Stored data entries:
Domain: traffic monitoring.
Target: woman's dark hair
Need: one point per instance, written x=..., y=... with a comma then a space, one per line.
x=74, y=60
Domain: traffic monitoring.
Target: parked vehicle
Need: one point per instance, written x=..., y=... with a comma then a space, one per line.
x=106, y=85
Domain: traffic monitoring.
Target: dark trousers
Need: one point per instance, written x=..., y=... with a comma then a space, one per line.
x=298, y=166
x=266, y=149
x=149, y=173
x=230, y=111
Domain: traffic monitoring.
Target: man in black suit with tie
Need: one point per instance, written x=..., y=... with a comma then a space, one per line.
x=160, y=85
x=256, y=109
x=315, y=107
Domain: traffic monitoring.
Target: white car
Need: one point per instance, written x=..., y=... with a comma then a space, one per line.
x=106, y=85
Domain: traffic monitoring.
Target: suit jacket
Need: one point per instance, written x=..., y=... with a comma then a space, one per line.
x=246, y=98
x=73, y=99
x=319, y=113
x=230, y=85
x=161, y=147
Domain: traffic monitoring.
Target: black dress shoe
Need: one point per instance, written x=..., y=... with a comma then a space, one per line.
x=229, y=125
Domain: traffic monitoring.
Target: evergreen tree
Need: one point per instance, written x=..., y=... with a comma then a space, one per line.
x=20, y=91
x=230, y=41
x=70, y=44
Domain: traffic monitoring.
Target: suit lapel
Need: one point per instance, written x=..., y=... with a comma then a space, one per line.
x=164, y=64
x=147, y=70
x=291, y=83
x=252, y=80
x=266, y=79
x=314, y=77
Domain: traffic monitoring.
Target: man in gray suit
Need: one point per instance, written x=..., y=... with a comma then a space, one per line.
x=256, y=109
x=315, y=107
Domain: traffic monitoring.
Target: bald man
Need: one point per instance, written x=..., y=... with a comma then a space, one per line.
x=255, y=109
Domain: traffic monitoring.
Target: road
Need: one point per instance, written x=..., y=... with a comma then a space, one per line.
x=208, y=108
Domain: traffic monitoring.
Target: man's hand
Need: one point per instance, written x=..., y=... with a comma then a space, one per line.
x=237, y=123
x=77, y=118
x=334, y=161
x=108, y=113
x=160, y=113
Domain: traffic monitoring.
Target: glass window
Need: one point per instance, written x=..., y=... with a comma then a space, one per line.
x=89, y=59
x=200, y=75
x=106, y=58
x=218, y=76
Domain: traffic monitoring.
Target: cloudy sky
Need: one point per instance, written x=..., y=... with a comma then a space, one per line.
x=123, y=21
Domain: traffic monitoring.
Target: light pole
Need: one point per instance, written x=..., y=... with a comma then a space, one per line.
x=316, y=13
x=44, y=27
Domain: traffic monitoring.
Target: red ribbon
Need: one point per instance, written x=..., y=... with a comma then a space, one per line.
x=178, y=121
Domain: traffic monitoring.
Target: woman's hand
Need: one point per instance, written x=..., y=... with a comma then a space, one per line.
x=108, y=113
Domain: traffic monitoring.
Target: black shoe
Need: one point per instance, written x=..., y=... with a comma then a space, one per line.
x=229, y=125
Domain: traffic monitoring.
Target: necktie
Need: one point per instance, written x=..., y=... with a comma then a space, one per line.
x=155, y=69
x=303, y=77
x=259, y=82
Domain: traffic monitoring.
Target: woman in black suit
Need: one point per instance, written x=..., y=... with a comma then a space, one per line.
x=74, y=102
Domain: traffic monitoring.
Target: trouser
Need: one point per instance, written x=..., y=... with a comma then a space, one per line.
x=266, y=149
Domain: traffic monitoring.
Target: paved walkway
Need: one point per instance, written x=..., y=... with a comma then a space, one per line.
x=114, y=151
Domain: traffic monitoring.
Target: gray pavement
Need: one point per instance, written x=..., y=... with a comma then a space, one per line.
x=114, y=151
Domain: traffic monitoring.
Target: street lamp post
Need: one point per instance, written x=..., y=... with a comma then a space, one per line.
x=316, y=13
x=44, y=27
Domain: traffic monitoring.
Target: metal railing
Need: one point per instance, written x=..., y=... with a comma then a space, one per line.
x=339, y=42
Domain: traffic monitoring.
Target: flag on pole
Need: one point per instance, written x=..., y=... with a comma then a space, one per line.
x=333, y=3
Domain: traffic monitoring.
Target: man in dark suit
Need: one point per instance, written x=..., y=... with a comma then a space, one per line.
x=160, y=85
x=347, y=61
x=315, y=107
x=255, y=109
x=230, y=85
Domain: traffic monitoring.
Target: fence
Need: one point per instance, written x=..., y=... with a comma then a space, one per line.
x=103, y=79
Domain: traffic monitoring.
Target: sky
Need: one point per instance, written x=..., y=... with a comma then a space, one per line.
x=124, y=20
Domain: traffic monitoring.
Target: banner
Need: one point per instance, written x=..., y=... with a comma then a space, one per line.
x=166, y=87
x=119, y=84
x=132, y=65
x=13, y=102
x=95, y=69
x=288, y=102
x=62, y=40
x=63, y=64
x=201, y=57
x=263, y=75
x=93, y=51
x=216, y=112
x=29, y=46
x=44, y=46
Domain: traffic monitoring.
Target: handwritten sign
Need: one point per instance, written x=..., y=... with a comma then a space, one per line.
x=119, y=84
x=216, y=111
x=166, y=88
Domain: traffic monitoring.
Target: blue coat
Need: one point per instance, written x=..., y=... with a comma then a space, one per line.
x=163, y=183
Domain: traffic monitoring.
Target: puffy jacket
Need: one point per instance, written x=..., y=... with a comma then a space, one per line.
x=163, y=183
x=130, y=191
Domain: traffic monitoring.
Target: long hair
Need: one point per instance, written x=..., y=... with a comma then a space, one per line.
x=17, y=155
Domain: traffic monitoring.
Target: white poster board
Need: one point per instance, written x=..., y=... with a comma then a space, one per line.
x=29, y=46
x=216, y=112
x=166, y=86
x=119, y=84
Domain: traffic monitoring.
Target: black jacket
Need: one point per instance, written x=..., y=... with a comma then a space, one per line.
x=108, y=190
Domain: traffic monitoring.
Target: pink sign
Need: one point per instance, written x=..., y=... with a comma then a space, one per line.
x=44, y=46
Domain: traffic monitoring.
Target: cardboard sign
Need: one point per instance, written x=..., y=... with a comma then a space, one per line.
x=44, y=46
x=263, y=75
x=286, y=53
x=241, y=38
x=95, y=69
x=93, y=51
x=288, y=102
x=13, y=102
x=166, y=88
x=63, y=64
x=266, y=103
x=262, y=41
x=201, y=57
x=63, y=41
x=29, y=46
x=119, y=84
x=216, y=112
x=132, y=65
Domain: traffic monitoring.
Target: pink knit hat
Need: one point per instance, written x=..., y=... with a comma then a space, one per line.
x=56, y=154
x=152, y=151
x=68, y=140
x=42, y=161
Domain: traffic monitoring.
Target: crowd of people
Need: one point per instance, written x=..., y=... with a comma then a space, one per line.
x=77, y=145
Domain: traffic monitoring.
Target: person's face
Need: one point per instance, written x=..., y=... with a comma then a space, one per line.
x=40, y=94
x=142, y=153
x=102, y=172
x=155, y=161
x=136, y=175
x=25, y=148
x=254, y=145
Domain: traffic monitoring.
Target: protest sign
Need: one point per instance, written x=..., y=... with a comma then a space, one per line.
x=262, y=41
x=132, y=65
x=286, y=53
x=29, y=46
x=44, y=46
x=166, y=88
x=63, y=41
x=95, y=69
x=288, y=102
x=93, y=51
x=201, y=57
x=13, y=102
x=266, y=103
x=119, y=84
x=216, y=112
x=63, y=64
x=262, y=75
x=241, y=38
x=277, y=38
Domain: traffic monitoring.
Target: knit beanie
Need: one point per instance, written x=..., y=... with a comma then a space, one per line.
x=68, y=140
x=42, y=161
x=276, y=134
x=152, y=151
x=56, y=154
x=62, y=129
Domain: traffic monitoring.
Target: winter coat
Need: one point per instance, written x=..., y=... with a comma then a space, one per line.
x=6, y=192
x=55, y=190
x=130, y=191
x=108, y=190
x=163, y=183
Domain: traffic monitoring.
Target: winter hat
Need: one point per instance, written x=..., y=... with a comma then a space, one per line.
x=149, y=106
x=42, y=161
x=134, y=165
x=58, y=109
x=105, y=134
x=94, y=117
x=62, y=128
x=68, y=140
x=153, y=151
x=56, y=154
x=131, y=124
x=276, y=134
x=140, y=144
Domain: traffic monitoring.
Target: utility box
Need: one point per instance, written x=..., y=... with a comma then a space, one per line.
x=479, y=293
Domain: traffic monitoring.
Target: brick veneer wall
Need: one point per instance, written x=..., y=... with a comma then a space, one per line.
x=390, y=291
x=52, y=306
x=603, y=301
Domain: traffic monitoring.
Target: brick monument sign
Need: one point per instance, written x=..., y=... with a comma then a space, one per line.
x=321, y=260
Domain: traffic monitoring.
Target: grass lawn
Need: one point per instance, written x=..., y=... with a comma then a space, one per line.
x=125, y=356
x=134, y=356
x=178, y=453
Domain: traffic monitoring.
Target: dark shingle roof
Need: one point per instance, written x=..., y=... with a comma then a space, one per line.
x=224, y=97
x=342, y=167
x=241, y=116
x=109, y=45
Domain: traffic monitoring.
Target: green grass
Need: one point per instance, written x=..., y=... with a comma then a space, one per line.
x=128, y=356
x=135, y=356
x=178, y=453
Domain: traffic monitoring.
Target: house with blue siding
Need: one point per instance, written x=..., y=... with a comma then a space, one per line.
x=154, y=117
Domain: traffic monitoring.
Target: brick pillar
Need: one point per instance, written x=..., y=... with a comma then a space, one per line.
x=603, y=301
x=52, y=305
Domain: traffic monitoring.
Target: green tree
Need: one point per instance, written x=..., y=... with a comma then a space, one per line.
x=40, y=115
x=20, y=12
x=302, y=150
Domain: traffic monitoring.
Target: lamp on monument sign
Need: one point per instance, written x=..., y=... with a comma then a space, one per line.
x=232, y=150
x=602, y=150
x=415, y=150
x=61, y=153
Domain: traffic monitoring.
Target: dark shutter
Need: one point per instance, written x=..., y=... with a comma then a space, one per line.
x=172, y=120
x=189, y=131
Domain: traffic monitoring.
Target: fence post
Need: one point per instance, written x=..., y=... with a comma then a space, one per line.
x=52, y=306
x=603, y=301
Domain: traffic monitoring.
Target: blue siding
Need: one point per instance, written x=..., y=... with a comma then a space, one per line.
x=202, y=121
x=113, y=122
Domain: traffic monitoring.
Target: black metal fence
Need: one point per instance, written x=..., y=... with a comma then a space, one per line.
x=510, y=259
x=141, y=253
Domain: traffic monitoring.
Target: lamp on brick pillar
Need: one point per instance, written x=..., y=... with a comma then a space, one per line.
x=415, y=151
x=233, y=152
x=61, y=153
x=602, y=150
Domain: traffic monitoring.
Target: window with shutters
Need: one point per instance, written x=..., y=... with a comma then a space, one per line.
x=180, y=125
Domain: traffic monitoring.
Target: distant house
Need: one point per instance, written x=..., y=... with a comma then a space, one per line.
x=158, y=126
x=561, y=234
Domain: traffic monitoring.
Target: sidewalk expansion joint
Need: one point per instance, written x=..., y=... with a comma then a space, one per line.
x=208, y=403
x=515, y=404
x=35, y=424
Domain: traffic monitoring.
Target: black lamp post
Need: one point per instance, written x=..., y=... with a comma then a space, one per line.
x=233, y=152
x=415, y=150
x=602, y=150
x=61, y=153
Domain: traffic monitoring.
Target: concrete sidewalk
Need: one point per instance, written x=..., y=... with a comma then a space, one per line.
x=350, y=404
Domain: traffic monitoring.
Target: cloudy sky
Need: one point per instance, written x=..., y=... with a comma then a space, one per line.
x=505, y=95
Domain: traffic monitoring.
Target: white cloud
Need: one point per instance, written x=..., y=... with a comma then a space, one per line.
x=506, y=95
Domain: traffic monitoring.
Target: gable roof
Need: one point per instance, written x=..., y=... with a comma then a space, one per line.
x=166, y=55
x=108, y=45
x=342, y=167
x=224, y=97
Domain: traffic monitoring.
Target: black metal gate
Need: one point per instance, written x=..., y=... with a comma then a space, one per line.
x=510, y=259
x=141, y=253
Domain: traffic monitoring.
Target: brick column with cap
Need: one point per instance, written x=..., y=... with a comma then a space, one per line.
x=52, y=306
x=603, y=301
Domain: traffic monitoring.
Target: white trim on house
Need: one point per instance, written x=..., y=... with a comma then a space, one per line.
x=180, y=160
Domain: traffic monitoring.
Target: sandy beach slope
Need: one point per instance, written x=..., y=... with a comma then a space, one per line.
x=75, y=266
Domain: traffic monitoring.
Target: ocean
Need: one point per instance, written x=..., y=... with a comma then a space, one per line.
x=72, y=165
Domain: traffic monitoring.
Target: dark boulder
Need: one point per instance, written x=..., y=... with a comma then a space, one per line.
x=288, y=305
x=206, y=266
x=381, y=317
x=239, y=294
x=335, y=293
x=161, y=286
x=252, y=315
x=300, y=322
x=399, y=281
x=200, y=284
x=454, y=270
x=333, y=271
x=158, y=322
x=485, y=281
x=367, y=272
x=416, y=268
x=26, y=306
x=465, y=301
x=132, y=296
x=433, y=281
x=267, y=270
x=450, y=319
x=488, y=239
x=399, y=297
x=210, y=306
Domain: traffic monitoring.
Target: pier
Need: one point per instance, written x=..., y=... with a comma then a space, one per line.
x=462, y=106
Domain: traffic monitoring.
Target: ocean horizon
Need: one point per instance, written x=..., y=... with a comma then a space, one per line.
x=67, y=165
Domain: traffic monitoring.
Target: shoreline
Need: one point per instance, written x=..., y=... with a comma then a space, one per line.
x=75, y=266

__Problem statement__: Across the data above, count every line with "window" in it and write only the total.

__Solution__: 2